Задача => Продублируйте дословно строки, начиная со строки, содержащей «Reviewer note: check that each instance of the dry yellow», и заканчивая последней строкой записей ниже. Изображения в ответ не включайте.
────────────────────
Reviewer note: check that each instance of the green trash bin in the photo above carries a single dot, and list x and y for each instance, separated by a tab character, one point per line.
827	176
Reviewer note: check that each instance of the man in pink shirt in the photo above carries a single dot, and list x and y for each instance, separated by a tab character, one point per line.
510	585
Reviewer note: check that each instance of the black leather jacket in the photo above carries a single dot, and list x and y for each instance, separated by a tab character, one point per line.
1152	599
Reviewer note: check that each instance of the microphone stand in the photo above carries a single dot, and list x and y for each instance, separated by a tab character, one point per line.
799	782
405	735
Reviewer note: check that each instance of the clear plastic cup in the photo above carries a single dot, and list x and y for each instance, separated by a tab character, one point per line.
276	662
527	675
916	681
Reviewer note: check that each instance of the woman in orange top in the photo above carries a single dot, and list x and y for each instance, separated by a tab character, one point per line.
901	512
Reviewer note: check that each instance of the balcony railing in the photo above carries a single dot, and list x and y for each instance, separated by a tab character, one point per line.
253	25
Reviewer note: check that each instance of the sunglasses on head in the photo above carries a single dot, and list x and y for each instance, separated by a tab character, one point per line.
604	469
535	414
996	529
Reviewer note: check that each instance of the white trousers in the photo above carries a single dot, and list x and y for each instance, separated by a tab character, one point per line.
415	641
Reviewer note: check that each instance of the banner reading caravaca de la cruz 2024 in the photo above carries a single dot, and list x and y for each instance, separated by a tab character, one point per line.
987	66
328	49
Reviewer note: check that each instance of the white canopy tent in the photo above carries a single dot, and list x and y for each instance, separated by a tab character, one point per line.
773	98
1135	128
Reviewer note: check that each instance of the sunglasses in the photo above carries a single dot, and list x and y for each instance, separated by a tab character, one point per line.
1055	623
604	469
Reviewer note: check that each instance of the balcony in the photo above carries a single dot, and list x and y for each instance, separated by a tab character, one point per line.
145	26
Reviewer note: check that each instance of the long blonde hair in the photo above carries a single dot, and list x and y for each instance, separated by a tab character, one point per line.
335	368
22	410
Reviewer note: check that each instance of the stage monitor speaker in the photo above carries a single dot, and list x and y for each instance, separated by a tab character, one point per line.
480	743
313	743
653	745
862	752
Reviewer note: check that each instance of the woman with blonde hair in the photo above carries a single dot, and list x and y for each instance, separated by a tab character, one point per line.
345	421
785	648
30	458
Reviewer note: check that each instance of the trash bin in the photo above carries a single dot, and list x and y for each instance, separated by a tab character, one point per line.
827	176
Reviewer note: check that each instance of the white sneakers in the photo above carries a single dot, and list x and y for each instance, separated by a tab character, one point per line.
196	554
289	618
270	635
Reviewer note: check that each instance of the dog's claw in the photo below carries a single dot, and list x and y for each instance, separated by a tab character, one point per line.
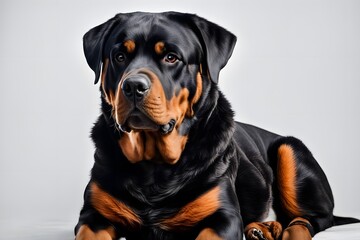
258	234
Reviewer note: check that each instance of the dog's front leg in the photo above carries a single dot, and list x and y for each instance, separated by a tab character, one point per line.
85	233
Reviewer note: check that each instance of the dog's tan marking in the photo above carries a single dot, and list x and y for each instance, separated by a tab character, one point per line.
112	209
270	230
297	231
194	212
85	233
208	234
286	173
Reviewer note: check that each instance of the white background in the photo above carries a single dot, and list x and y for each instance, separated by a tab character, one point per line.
295	71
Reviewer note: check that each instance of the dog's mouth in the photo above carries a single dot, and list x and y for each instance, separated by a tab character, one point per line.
138	121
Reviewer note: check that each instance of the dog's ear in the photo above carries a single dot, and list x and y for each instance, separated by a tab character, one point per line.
93	43
217	43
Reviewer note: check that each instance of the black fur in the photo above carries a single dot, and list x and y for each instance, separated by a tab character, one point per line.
238	158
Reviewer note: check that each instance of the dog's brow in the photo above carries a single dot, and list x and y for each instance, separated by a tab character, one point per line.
159	48
129	45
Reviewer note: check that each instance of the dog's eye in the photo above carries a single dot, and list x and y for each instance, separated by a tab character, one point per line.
120	57
171	58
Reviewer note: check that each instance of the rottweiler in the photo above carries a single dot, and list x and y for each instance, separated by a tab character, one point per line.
170	161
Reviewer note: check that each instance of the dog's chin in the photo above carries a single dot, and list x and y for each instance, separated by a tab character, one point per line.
140	122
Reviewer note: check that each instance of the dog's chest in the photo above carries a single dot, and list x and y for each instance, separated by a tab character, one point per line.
162	217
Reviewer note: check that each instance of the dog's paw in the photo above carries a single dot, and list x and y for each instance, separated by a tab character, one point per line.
263	231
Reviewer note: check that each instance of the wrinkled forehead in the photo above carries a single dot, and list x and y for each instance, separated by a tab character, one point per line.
148	29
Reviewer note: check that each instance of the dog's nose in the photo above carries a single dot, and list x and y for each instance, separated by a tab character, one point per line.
135	87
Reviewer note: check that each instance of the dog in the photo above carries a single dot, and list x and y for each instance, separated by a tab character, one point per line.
170	161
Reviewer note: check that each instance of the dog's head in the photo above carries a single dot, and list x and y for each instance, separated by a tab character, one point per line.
155	70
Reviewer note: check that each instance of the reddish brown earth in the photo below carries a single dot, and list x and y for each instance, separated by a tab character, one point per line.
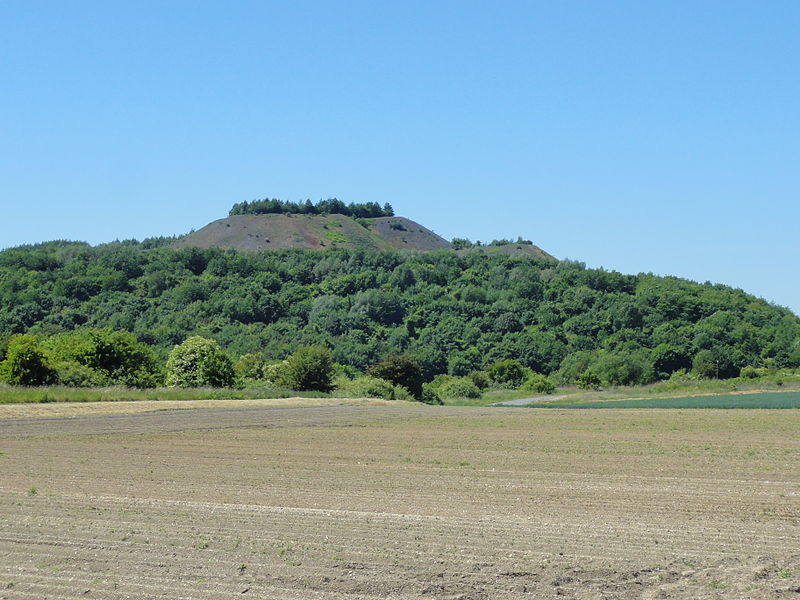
400	502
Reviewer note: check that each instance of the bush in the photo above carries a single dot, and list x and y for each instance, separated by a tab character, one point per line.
249	366
538	383
400	369
197	362
749	372
88	357
25	363
365	387
507	373
429	395
481	379
310	368
588	381
74	374
459	388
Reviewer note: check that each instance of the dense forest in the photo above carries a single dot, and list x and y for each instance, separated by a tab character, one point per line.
450	312
331	206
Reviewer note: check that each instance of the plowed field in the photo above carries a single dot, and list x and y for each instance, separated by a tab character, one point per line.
400	501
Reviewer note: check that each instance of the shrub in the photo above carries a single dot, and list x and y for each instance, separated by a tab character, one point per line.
25	363
310	368
365	387
749	372
400	369
459	388
538	383
429	395
249	366
88	357
199	361
588	381
507	373
481	379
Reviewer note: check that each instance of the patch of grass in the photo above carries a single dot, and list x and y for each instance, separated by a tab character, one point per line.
335	237
37	395
490	397
769	400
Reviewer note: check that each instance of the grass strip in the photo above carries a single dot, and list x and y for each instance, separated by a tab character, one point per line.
770	400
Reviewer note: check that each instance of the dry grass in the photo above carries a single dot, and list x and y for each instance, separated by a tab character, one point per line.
401	501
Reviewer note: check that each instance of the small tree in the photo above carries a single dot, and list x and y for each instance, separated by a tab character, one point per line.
400	369
199	361
509	373
25	363
310	368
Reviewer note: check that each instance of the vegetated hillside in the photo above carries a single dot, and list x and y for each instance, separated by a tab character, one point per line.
452	312
313	232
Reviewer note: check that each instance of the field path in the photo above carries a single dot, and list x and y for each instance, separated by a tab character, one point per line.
400	501
526	401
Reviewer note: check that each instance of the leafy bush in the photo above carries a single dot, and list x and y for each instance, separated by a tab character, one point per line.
25	363
250	366
87	357
430	395
538	383
749	372
588	381
459	388
310	368
364	387
481	379
402	370
507	373
197	362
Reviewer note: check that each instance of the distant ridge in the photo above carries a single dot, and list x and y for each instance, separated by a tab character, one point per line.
325	231
313	232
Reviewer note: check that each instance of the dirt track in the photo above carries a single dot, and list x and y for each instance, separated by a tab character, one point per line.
401	502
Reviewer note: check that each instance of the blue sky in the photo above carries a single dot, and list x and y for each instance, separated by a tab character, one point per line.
639	136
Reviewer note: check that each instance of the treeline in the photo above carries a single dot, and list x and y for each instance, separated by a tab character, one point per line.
323	207
450	314
461	243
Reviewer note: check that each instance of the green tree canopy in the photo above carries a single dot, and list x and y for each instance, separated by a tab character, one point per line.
197	362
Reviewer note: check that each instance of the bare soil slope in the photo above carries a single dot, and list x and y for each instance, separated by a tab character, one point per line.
367	502
314	232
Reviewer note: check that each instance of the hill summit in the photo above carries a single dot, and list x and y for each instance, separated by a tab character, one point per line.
279	225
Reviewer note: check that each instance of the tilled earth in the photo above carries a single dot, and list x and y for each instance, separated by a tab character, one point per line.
401	501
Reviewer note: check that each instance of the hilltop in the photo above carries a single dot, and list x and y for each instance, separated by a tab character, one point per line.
313	232
332	224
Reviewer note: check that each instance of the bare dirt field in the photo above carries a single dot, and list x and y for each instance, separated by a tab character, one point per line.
400	501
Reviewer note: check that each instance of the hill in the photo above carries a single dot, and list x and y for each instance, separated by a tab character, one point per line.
313	232
453	312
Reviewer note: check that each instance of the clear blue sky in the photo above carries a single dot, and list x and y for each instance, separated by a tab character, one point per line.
637	136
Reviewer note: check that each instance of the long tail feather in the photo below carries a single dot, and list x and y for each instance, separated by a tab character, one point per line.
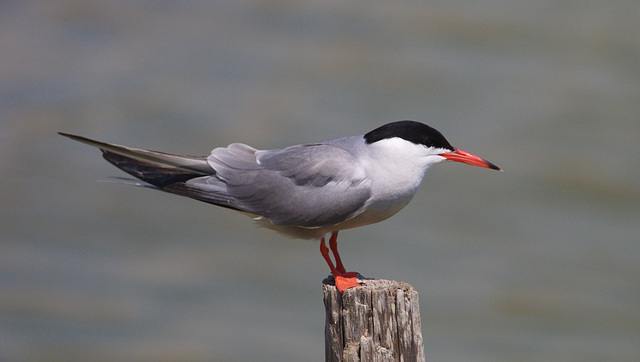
197	165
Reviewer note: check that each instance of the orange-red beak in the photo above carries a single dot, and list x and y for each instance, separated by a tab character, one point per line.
465	157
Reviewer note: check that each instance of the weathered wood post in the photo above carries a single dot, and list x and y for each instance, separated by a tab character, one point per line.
379	321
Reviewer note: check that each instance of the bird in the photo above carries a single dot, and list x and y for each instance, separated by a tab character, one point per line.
306	191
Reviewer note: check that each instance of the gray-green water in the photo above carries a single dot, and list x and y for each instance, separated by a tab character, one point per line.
541	262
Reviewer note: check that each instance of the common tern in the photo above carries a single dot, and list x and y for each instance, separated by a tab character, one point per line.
304	191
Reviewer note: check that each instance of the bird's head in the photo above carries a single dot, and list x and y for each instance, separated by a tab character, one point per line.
418	138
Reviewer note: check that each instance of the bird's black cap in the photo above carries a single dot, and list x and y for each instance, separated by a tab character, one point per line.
412	131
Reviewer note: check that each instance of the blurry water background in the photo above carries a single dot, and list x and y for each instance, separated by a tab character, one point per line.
541	262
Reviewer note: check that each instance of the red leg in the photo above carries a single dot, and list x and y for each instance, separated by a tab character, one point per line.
325	254
333	244
343	279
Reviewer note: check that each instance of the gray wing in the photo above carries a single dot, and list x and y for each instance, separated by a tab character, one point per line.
308	185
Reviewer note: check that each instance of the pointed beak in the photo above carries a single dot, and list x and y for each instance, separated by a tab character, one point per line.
465	157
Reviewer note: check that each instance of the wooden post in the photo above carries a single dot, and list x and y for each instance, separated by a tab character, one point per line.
379	321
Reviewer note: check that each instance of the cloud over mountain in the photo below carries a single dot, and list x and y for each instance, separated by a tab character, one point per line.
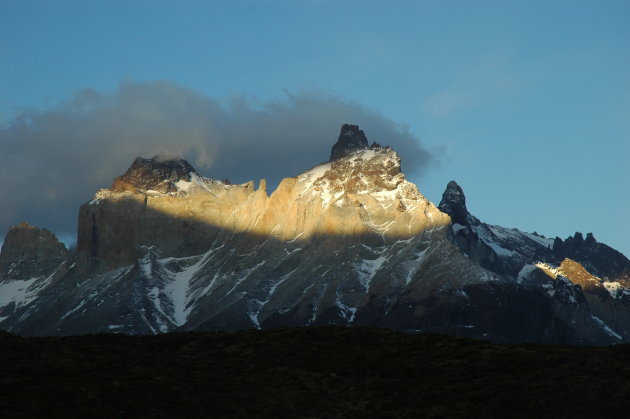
56	158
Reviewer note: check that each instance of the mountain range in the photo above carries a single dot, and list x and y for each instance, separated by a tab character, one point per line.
349	242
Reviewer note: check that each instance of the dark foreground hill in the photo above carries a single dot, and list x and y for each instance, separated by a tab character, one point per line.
307	372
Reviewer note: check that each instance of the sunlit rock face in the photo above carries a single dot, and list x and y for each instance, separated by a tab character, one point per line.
348	242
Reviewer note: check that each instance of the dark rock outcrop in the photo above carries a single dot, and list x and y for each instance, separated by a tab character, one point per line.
351	139
29	251
157	174
454	203
597	258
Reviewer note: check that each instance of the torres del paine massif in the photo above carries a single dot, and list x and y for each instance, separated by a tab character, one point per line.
348	242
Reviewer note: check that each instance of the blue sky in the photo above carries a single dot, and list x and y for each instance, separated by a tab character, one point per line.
526	104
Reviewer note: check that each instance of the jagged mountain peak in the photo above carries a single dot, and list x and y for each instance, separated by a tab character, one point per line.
454	203
28	250
351	139
159	173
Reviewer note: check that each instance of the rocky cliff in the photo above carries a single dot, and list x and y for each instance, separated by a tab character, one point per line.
349	242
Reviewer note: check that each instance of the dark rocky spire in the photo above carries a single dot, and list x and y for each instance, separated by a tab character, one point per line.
158	173
351	139
454	203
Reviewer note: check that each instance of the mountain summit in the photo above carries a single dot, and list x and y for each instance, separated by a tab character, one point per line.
348	242
351	139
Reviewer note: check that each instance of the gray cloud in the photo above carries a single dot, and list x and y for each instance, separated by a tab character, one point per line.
55	159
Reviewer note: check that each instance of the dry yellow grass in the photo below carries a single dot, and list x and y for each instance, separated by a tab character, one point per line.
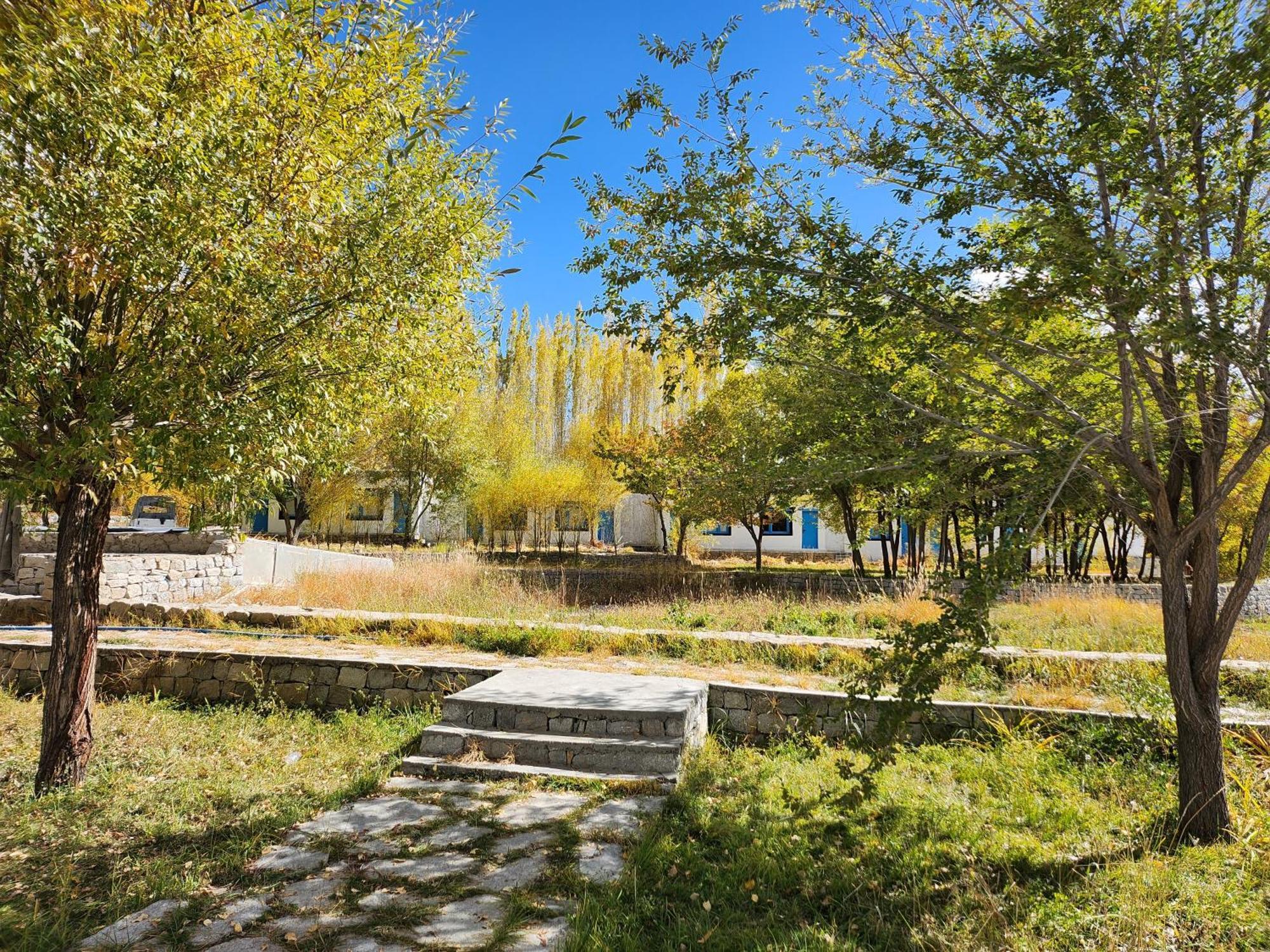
1066	621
────────────────────
Результат задачи =>
Reviewer note: check that each instance of the dry yellow grass in the photo below carries a single dot, and list x and y for each instance, separated by a tab character, one point per line.
1066	621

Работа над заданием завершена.